[Saved entries]
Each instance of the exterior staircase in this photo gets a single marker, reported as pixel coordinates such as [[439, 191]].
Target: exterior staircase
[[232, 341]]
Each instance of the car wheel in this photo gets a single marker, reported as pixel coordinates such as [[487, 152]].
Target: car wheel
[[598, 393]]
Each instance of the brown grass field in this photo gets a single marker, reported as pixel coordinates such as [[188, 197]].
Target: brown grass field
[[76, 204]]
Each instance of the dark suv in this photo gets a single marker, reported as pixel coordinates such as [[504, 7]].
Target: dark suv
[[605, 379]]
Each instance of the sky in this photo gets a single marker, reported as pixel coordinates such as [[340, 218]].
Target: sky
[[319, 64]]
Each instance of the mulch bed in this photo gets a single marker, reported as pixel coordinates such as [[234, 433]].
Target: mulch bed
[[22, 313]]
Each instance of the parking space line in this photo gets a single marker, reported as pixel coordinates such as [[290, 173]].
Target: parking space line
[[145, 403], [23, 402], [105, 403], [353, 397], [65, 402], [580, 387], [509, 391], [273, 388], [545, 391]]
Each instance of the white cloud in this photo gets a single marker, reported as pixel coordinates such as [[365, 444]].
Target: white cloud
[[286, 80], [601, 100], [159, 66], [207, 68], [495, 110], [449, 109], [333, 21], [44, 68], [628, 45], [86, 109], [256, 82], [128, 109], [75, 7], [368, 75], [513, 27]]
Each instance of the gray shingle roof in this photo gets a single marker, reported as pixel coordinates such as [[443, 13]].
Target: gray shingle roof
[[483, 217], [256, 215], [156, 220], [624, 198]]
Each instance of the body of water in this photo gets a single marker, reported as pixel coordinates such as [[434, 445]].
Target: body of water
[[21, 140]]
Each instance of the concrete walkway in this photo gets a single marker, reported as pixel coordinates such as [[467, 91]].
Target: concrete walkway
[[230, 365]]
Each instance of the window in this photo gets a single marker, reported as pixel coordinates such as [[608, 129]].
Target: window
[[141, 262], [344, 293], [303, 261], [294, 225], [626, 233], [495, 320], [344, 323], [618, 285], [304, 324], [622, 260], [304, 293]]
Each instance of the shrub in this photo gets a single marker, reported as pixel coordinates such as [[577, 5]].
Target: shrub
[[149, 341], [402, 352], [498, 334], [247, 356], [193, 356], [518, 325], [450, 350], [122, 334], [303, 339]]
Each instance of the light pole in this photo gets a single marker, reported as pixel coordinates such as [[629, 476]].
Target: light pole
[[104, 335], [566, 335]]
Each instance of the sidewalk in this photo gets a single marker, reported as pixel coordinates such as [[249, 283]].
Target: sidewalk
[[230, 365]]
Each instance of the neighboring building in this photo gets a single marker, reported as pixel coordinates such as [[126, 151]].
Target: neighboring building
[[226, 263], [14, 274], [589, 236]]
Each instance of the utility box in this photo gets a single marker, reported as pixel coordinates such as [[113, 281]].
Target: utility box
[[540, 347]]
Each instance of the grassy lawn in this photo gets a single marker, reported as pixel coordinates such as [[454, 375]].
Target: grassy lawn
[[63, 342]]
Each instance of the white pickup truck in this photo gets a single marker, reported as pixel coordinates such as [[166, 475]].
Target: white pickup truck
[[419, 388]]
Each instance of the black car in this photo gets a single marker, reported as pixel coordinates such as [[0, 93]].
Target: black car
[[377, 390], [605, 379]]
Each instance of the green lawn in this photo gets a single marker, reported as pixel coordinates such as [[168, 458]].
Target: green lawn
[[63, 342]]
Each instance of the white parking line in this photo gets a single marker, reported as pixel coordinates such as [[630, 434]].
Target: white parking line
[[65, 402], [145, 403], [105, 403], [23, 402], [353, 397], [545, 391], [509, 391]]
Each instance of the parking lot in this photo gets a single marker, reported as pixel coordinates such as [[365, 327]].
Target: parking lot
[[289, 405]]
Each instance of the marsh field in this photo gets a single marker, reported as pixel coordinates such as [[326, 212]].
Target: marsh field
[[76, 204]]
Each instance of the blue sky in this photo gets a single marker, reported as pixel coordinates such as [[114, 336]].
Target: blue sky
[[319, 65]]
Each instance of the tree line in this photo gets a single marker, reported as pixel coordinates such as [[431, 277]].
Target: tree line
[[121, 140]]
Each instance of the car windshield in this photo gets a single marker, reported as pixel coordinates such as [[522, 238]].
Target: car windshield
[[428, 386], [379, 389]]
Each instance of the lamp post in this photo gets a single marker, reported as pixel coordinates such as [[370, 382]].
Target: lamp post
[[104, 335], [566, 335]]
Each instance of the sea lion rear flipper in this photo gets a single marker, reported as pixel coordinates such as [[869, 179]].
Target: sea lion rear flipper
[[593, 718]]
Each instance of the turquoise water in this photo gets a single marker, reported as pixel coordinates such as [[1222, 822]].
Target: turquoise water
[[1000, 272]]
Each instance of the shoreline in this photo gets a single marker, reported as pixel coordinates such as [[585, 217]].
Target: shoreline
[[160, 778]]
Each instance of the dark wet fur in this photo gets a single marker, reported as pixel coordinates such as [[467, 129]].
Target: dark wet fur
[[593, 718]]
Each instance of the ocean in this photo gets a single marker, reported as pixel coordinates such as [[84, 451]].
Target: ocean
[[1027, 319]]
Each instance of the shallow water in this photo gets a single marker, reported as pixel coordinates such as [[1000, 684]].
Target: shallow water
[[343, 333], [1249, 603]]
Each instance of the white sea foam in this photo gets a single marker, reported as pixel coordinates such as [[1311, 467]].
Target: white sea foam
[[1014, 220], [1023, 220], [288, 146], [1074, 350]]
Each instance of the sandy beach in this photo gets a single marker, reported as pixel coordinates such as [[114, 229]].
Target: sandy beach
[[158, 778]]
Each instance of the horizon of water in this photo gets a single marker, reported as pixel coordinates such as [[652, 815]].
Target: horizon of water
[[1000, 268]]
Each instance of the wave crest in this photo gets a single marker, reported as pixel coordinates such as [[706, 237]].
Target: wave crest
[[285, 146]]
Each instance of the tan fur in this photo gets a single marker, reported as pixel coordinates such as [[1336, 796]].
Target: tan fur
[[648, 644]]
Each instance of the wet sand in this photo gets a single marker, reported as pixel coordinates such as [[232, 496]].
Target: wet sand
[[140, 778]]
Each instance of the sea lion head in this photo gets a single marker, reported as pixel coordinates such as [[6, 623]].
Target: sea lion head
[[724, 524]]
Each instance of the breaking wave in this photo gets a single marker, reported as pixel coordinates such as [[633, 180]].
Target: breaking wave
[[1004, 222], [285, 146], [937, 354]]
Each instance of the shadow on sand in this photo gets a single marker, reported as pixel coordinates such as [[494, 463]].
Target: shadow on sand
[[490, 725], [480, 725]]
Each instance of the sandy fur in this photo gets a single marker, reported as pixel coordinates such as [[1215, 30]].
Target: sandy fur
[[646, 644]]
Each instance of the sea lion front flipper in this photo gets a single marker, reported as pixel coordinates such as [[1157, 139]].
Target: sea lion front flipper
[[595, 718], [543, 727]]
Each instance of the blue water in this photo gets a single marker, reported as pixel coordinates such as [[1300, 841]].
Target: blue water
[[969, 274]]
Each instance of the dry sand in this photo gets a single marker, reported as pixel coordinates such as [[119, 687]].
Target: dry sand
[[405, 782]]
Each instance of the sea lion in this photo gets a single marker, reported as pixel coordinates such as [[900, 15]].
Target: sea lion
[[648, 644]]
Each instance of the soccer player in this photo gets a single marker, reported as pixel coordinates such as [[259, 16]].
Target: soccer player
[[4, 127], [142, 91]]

### [WHAT YOU ARE ASKED TO DO]
All entries above are to be copied exactly, with none left out.

### [SOLUTION TO THIS PROBLEM]
Each instance of the exterior staircase in this photo gets a single marker, reported as pixel coordinates such as [[439, 191]].
Target: exterior staircase
[[232, 341]]
Each instance of the car wheel in this photo gets a single marker, reported as pixel coordinates such as [[487, 152]].
Target: car wheel
[[598, 393]]
Each instance of the brown grass field in this photo gets a single marker, reported as pixel coordinates such as [[188, 197]].
Target: brown grass field
[[76, 204]]
Each instance of the dark suv in this photo gets a single marker, reported as pixel coordinates such as [[504, 7]].
Target: dark suv
[[605, 379]]
Each instance of the sky in this photo gets a single marker, reported as pixel coordinates such as [[340, 218]].
Target: sky
[[319, 64]]
Each instance of the mulch bed in this photo gets a single marker, reported as pixel coordinates such as [[234, 433]].
Target: mulch bed
[[22, 313]]
Each instance of the parking space line in this photo gets a single marker, reported as pixel coordinates such as [[290, 173]].
Target: parking space line
[[145, 403], [23, 402], [105, 403], [353, 397], [65, 402], [580, 387], [509, 391], [273, 388], [545, 391]]
Each instance of the white cloud in this photo gets a single marker, reported as pixel coordinates such as [[365, 444]].
Target: white cloud
[[286, 80], [601, 100], [159, 66], [207, 68], [495, 110], [449, 109], [333, 21], [44, 68], [628, 45], [86, 109], [256, 82], [128, 109], [75, 7], [368, 75], [513, 27]]
Each instance of the gray shingle roof in this photo gets a single marker, reported as pixel coordinates such as [[443, 13]].
Target: gray shingle roof
[[483, 217], [256, 215], [156, 220], [624, 198]]
Each instance of the body of water in this photo gets a single marker, reported as pixel coordinates such as [[434, 445]].
Target: body of water
[[21, 140]]
Each instance of the concrete walkway in this photo gets a single marker, reported as pixel coordinates such as [[467, 91]].
Target: concrete walkway
[[230, 365]]
Each instance of the window in this photo gets a single marker, reported as pixel coordinates such as [[608, 129]].
Target: window
[[141, 262], [344, 293], [303, 261], [294, 225], [626, 233], [495, 320], [344, 323], [618, 285], [304, 324], [622, 260], [304, 293]]
Each instance of the shrub in this photo gets a single marker, reported as pixel coordinates such as [[577, 5]].
Target: shrub
[[149, 341], [402, 352], [498, 334], [247, 356], [193, 356], [518, 325], [450, 350], [122, 334], [303, 339]]
Each instance of the light pole in this photo gets a single marker, reported as pixel coordinates such as [[629, 476]].
Target: light pole
[[104, 335], [566, 335]]
Each instance of the sidewalk in this photo gets a single marker, reported as pixel coordinates such as [[249, 283]].
Target: sidewalk
[[230, 365]]
Each instance of the neighboring building in this photo gets a single marker, reported as pixel coordinates such as [[126, 151]].
Target: neighboring building
[[226, 263], [14, 274], [589, 236]]
Each instance of the utility box in this photo gets a single marker, reported as pixel coordinates such as [[113, 281]].
Target: utility box
[[540, 347]]
Each instance of the grassy lawn in this photo gets a single marker, reported as pixel coordinates such as [[454, 375]].
Target: grassy lawn
[[63, 342]]
Each instance of the white pickup truck in this photo gets a single marker, reported as pixel coordinates such as [[166, 475]].
Target: white pickup truck
[[419, 388]]
Each instance of the black car in this photo gets a single marker, reported as pixel coordinates such as [[0, 93]].
Target: black car
[[377, 390], [605, 379]]
Each instance of the green lawn in this photo gets a single marker, reported as pixel coordinates such as [[168, 458]].
Target: green lawn
[[63, 342]]
Each instance of the white parking line in this photo gets a single marker, reported as pixel coordinates such as [[630, 434]].
Target: white parking line
[[65, 402], [145, 403], [105, 403], [23, 402], [353, 397], [545, 391], [509, 391]]
Each instance of the parking lot in this photo gets a single marker, reported as pixel coordinates such as [[365, 327]].
Target: parking lot
[[289, 405]]
Each instance of the marsh field in this photo gets a single marker, reported as pixel coordinates such as [[326, 212]].
Target: marsh field
[[76, 204]]
Each instance of the blue sky in this photo gets a single marker, reported as pixel coordinates such as [[114, 336]].
Target: blue sky
[[319, 65]]
Each instance of the tree line in this photo gets a single marker, reported as pixel coordinates such as [[431, 277]].
Target: tree line
[[121, 140]]
Each instance of the car windshield in this photo gets a single marker, reported as pixel coordinates such as [[522, 238]].
Target: car windshield
[[428, 386], [379, 389]]
Each instance of the lamp post in this photo gets a single marker, reported as pixel coordinates such as [[370, 382]].
Target: lamp post
[[104, 335], [566, 335]]
Each instance of the sea lion rear flipper in this photo gets a single marker, reported as pixel coordinates such as [[869, 179]].
Target: sea lion rear flipper
[[593, 718]]
Each instance of the turquoise water in this photo gets a single marker, reported as pixel coordinates such as [[1222, 822]].
Target: turquoise water
[[1000, 272]]
Each instance of the shoreline in this photo gets a single marker, reported as pixel coordinates such as [[585, 217]].
Target: shoreline
[[160, 778]]
Each instance of the dark wet fur in this photo gets a single marker, reported as pixel coordinates such as [[467, 129]].
Target: dark wet fur
[[593, 718]]
Each instance of the ocean in this photo gets a single marker, reported as pixel coordinates such as [[84, 451]].
Target: ocean
[[1027, 319]]
Each instance of the shallow water in this photo gets a single marker, reported as pixel coordinates such as [[1000, 684]].
Target: shallow water
[[343, 333], [1249, 603]]
Each instance of the white sea foam in this photo gets a single marker, reported as pixel coordinates such as [[1311, 467]].
Target: white sea foam
[[1014, 220], [1023, 220], [288, 146], [1074, 350]]
Each instance of the sandy beach in this photo gets a single marker, reported as pixel coordinates such as [[114, 229]].
Target: sandy beach
[[158, 778]]
Each instance of the horizon of water in this photo gets a single marker, reported as pixel coordinates such as [[652, 815]].
Target: horizon of water
[[1000, 268]]
Each instance of the wave crest in this photo gets a single marker, reported as pixel coordinates such as [[706, 237]].
Target: wave crest
[[285, 146]]
Each instance of the tan fur in this photo gets a single marker, reported as pixel coordinates such as [[1336, 796]].
Target: tan fur
[[648, 644]]
Each instance of the wet sand in this photo gets a single marker, reported as pixel coordinates such as [[232, 496]].
Target: wet sand
[[140, 778]]
Each instance of the sea lion head in this photo gets a single marker, reported as pixel coordinates such as [[6, 623]].
Target: sea lion head
[[724, 524]]
Each instance of the breaking wave in this photo gets a single marker, reported as pixel coordinates such as [[633, 180]].
Target: breaking wave
[[1004, 222], [285, 146], [937, 354]]
Each instance of the shadow on sand in this photo gets a single marker, reported as pixel coordinates such as [[494, 463]].
Target: shadow on sand
[[490, 725], [480, 725]]
Each instance of the sandy fur in this photo gets a single marker, reported as pixel coordinates such as [[1215, 30]].
Target: sandy fur
[[646, 644]]
Each instance of the sea lion front flipper in this photo gets a single marker, reported as pixel coordinates such as [[1157, 139]].
Target: sea lion front flipper
[[595, 718], [543, 727]]
Each instance of the blue water in this photo gets a single marker, reported as pixel coordinates such as [[1300, 841]].
Target: blue water
[[969, 274]]
Each instance of the dry sand in this photo gets a single marker, reported as pixel coordinates such as [[119, 687]].
Target: dry sand
[[405, 782]]
Each instance of the sea lion in this photo gets a single marker, reported as pixel coordinates such as [[900, 15]].
Target: sea lion
[[648, 644]]
Each instance of the soccer player in this photo gets a single marker, reported as pixel coordinates such as [[259, 16]].
Target: soccer player
[[4, 127], [142, 91]]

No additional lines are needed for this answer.